- Supplied records:
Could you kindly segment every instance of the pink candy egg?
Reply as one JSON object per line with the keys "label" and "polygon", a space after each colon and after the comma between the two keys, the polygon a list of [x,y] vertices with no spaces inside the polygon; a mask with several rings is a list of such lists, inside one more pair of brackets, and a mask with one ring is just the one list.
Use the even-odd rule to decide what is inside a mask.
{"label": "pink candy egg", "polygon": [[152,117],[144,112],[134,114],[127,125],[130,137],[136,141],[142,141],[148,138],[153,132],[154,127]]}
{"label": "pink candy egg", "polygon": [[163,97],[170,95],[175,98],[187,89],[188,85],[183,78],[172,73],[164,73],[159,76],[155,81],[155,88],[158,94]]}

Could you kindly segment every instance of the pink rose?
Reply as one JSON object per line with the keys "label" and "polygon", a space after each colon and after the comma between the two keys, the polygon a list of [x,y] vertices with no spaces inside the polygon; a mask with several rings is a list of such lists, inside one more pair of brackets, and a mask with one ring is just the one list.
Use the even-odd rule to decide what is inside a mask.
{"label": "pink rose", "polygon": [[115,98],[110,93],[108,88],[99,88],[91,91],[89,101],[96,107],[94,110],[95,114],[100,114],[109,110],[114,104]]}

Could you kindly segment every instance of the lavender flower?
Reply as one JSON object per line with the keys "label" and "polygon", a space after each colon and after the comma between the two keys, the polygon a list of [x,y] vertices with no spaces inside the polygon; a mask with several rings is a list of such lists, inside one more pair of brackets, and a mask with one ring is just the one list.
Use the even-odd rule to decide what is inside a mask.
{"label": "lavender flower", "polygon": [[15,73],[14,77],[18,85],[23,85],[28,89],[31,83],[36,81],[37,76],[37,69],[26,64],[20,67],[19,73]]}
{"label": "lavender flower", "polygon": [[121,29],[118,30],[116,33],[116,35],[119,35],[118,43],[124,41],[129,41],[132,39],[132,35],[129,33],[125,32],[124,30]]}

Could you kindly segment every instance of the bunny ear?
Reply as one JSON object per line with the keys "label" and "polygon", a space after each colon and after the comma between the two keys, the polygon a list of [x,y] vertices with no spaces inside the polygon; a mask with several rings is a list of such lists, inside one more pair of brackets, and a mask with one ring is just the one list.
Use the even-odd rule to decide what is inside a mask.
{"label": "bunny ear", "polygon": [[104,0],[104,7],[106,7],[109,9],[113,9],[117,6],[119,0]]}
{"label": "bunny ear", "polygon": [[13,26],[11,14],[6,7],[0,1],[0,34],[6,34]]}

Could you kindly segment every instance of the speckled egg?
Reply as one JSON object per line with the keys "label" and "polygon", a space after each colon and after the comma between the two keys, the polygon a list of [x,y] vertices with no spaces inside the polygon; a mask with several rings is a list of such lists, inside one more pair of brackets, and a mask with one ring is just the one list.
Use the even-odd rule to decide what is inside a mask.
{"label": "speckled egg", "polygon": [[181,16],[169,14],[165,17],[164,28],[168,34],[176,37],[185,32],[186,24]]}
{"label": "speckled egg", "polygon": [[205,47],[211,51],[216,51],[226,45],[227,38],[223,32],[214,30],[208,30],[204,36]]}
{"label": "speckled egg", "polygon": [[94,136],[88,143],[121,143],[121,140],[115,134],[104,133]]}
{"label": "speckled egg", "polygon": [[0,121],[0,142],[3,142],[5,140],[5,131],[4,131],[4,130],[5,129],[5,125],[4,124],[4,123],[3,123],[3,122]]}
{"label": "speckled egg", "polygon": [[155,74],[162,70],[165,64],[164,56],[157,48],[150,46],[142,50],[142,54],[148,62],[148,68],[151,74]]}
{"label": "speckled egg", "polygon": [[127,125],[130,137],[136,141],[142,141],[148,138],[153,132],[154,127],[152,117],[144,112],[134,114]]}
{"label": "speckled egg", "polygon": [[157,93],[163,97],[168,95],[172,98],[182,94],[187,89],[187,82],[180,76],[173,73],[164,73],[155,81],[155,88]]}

- Stated task: Quote every entry exactly.

- Answer to this task:
Could you kindly segment every instance of the pink candy egg?
Reply as one JSON object per line with the keys "label" and "polygon", a space after each colon and after the comma between the two keys, the polygon a list of [x,y] vertices with no spaces inside the polygon; a mask with several rings is a list of such lists, inside one more pair of brackets, and a mask with one ring is just the one list.
Use the even-odd rule to decide what is inside a mask.
{"label": "pink candy egg", "polygon": [[152,117],[144,112],[134,114],[127,125],[130,137],[136,141],[142,141],[148,138],[153,132],[154,127]]}
{"label": "pink candy egg", "polygon": [[163,97],[170,95],[175,98],[187,89],[188,85],[183,78],[172,73],[164,73],[159,76],[155,81],[155,88],[158,94]]}

Could you kindly segment every instance of the pink rose?
Reply as one JSON object per line with the keys "label" and "polygon", a space after each colon and after the comma between the two keys, the polygon a list of [x,y] vertices with no spaces inside the polygon; a mask with several rings is a list of such lists, inside one more pair of brackets, and a mask with one ring is just the one list.
Use the even-odd rule to decide what is inside a mask.
{"label": "pink rose", "polygon": [[115,98],[110,93],[108,88],[99,88],[91,91],[89,101],[96,107],[94,110],[95,114],[100,114],[109,110],[114,104]]}

Could you kindly segment every instance of the lavender flower?
Reply as one JSON object per line with the keys "label" and "polygon", a space after each colon and after the comma between the two keys, the polygon a list of [x,y] vertices with no spaces inside the polygon; a mask with several rings is a list of such lists, inside one more pair of brackets, and a mask with one ring is just the one list.
Use the even-odd rule to decide what is inside a mask.
{"label": "lavender flower", "polygon": [[15,73],[14,77],[18,85],[23,85],[28,89],[31,83],[36,81],[37,76],[37,69],[26,64],[20,67],[19,73]]}
{"label": "lavender flower", "polygon": [[121,29],[118,30],[116,33],[116,35],[119,35],[118,43],[124,41],[129,41],[132,39],[132,35],[129,33],[125,32],[124,30]]}

Could you kindly segment every instance of the bunny ear?
Reply as one JSON object per line with the keys "label" and "polygon", a space after each colon and after the comma between the two keys, the polygon a list of [x,y] vertices with no spaces inside the polygon; a mask with several rings is a list of such lists, inside one more pair of brackets, and a mask with one ring is just the one list.
Use the even-odd rule to decide what is inside a mask.
{"label": "bunny ear", "polygon": [[104,0],[104,7],[106,7],[109,9],[113,9],[117,6],[119,0]]}
{"label": "bunny ear", "polygon": [[13,26],[11,14],[6,7],[0,1],[0,34],[6,34]]}

Could you kindly segment every instance of the speckled egg?
Reply as one JSON object per line with the keys "label" and "polygon", a space after each colon and after the comma between the two keys, the polygon a list of [x,y] vertices with no spaces inside the polygon; a mask with several rings is a list of such lists, inside one more pair of brackets, and a mask with one ring is just the one list.
Use the even-odd rule to decide what is inside a mask.
{"label": "speckled egg", "polygon": [[181,16],[169,14],[165,17],[164,28],[168,34],[176,37],[185,32],[186,24]]}
{"label": "speckled egg", "polygon": [[205,47],[211,51],[216,51],[226,45],[227,38],[223,32],[214,30],[208,30],[204,36]]}
{"label": "speckled egg", "polygon": [[94,136],[88,143],[121,143],[121,140],[115,134],[104,133]]}
{"label": "speckled egg", "polygon": [[0,121],[0,142],[3,142],[5,140],[5,131],[4,131],[4,130],[5,129],[5,125],[4,124],[4,123],[3,123],[3,122]]}
{"label": "speckled egg", "polygon": [[155,74],[162,70],[165,64],[164,56],[157,48],[150,46],[142,50],[142,54],[148,62],[148,68],[151,74]]}
{"label": "speckled egg", "polygon": [[127,125],[130,137],[136,141],[142,141],[148,138],[153,132],[154,127],[152,117],[144,112],[134,114]]}
{"label": "speckled egg", "polygon": [[157,93],[163,97],[168,95],[172,98],[182,94],[187,89],[187,82],[180,76],[173,73],[164,73],[155,81],[155,88]]}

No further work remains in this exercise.